--- START ---
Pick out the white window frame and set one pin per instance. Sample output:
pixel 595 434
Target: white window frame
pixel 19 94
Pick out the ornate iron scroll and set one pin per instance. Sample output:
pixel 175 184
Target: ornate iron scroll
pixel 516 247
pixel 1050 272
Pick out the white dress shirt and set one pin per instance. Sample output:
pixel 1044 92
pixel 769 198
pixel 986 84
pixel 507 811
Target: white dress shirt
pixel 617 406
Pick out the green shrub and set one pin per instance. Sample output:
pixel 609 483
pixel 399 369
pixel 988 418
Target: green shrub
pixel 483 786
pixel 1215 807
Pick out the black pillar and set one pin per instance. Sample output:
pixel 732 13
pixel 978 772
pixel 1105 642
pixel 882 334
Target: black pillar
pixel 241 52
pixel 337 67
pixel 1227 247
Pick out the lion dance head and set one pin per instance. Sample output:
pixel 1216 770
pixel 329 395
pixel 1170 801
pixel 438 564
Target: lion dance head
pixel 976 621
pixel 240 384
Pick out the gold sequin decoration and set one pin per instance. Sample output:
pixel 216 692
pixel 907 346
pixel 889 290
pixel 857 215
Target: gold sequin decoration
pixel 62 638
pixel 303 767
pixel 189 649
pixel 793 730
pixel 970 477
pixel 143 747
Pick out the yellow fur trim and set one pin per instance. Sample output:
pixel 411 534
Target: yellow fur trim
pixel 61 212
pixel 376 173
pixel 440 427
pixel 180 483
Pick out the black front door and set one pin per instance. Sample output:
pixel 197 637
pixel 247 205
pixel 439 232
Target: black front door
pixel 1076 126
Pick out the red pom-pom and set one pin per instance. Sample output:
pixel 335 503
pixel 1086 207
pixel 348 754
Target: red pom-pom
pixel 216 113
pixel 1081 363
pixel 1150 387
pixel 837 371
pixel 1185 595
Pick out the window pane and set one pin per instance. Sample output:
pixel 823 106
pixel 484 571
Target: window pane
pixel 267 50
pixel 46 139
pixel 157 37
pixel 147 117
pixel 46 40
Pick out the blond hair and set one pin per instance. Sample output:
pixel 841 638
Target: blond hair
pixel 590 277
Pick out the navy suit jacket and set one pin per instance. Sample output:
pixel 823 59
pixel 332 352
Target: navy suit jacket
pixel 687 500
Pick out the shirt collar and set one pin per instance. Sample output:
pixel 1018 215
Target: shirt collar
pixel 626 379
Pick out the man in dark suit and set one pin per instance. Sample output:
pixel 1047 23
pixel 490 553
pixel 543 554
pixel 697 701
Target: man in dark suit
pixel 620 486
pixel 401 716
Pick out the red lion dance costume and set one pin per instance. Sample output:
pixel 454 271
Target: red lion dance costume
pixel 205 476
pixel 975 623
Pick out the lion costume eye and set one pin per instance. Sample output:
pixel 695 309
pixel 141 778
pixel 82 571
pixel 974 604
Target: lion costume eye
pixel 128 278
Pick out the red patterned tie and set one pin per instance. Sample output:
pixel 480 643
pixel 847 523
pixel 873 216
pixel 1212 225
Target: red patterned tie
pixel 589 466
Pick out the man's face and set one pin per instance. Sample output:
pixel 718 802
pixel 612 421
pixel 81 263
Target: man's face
--- END ---
--- START ---
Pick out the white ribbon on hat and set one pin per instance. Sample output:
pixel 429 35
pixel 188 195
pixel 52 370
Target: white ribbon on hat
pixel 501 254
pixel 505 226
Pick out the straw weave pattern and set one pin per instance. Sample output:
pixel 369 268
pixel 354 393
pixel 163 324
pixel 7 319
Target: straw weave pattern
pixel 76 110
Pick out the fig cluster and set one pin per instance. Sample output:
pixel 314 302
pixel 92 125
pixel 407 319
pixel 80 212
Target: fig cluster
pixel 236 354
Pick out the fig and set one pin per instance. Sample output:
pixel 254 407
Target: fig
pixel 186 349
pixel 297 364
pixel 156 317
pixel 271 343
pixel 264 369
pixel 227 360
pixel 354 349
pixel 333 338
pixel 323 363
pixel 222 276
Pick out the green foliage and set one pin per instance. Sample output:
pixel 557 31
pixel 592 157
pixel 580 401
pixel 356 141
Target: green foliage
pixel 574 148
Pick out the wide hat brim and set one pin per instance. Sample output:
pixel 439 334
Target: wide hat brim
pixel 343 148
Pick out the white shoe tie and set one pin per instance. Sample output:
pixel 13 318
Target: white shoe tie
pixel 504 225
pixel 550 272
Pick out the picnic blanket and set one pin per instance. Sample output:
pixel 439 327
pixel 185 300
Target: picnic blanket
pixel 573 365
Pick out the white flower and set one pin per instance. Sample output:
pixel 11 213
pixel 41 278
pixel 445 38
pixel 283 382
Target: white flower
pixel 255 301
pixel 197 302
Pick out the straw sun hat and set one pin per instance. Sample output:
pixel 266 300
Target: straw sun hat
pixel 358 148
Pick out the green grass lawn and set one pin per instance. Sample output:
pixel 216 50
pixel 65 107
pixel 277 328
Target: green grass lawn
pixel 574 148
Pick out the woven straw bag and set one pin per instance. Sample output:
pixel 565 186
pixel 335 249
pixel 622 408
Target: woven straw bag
--- END ---
Take the records above and return, word for word, only the lines that fall from the line with "pixel 216 50" to the line with "Target: woven straw bag", both of them included.

→ **Task solution**
pixel 216 50
pixel 65 107
pixel 277 328
Target: green grass lawn
pixel 574 148
Pick out the woven straw bag and set one pin per instance. Sample output:
pixel 565 186
pixel 335 249
pixel 622 408
Target: woven straw bag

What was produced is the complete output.